(Prompt):
What follows is a set of records, each of which is to be written out exactly.

[Pointing dataset records]

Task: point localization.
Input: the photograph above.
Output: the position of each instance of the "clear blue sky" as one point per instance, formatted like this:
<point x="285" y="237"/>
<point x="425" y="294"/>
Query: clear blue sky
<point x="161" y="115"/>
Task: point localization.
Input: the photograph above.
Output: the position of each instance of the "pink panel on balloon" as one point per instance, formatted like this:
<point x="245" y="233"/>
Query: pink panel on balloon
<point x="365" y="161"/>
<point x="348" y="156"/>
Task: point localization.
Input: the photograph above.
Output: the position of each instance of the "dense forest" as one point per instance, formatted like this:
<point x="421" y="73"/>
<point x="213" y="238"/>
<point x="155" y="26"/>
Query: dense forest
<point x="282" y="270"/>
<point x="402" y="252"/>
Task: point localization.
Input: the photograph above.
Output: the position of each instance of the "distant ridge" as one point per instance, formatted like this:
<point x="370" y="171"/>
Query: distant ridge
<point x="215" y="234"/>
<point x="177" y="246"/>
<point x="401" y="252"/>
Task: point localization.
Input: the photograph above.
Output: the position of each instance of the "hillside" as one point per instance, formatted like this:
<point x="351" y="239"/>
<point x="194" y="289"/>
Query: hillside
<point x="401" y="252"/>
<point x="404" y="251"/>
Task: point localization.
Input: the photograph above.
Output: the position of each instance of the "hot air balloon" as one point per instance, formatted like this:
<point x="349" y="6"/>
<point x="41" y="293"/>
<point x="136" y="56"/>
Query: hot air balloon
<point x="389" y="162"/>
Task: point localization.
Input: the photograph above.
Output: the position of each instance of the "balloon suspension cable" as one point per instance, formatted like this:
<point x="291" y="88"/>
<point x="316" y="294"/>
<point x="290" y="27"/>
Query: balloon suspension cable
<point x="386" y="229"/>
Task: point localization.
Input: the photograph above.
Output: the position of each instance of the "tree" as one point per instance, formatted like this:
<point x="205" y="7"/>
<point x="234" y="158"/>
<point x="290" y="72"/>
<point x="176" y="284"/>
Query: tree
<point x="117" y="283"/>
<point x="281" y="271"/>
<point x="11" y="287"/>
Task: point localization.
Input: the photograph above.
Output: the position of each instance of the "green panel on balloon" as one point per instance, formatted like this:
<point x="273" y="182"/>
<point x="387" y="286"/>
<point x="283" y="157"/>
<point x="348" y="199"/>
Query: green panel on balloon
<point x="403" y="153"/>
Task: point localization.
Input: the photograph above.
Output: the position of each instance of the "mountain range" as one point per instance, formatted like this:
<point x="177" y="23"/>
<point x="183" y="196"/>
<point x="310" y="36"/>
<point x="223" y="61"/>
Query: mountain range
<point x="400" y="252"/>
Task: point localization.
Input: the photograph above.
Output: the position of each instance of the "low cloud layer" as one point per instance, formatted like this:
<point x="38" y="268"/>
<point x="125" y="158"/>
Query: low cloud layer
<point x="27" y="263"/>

(Complete output):
Task: point localization.
Input: the photograph above.
Output: the position of each instance of the "clear blue sky" as one point per instance, formatted like this:
<point x="285" y="237"/>
<point x="425" y="294"/>
Query: clear blue sky
<point x="161" y="115"/>
Task: point localization.
Input: the photograph above.
Output: the position of each instance of the "pink panel on balloon" as one point per instance, formatted like this:
<point x="245" y="233"/>
Query: pink panel on balloon
<point x="365" y="161"/>
<point x="348" y="156"/>
Task: point localization.
Input: the photograph above.
Output: the position of each instance of the "dense forest" as one point per instance, formatted like this:
<point x="421" y="73"/>
<point x="213" y="238"/>
<point x="155" y="26"/>
Query: dense forest
<point x="282" y="270"/>
<point x="402" y="252"/>
Task: point localization.
Input: the photograph above.
Output: the position of each instance of the "distant ridge" as one point per instance, formatted like this:
<point x="370" y="171"/>
Query: distant ridge
<point x="215" y="234"/>
<point x="177" y="246"/>
<point x="401" y="252"/>
Task: point localization.
Input: the photograph above.
Output: the position of each instance of the "hillside" as one point per instance, formatted like this:
<point x="351" y="239"/>
<point x="194" y="289"/>
Query: hillside
<point x="401" y="252"/>
<point x="404" y="251"/>
Task: point localization.
Input: the photograph above.
Output: the position of each instance of the "hot air balloon" as one point per instance, formatted like this:
<point x="349" y="6"/>
<point x="41" y="293"/>
<point x="136" y="56"/>
Query: hot air balloon
<point x="389" y="162"/>
Task: point localization.
Input: the photograph above.
Output: the position of each instance of the "balloon suspension cable" as one point per instance, formatted like this:
<point x="291" y="88"/>
<point x="316" y="294"/>
<point x="290" y="27"/>
Query: balloon suspension cable
<point x="386" y="229"/>
Task: point localization.
Input: the photograph above.
Output: the position of each instance of the "tree" as one point per instance, formatted like this:
<point x="205" y="7"/>
<point x="234" y="158"/>
<point x="290" y="72"/>
<point x="176" y="284"/>
Query: tree
<point x="117" y="283"/>
<point x="281" y="271"/>
<point x="11" y="287"/>
Task: point localization.
Input: the photograph above.
Output: the position of each instance of the "green panel on balloon" as one point per instance, formatted like this:
<point x="273" y="182"/>
<point x="387" y="286"/>
<point x="283" y="157"/>
<point x="348" y="199"/>
Query: green panel on balloon
<point x="403" y="153"/>
Task: point localization.
Input: the photograph above.
Output: the position of each instance of the "mountain range" as one point per instance, formatted like this:
<point x="177" y="23"/>
<point x="183" y="196"/>
<point x="310" y="36"/>
<point x="223" y="61"/>
Query: mountain range
<point x="400" y="252"/>
Task: point localization.
Input: the photograph above.
Output: the position of each instance of the "low cloud layer" as one point per instance, formatted like this:
<point x="38" y="268"/>
<point x="125" y="158"/>
Query: low cloud layer
<point x="27" y="263"/>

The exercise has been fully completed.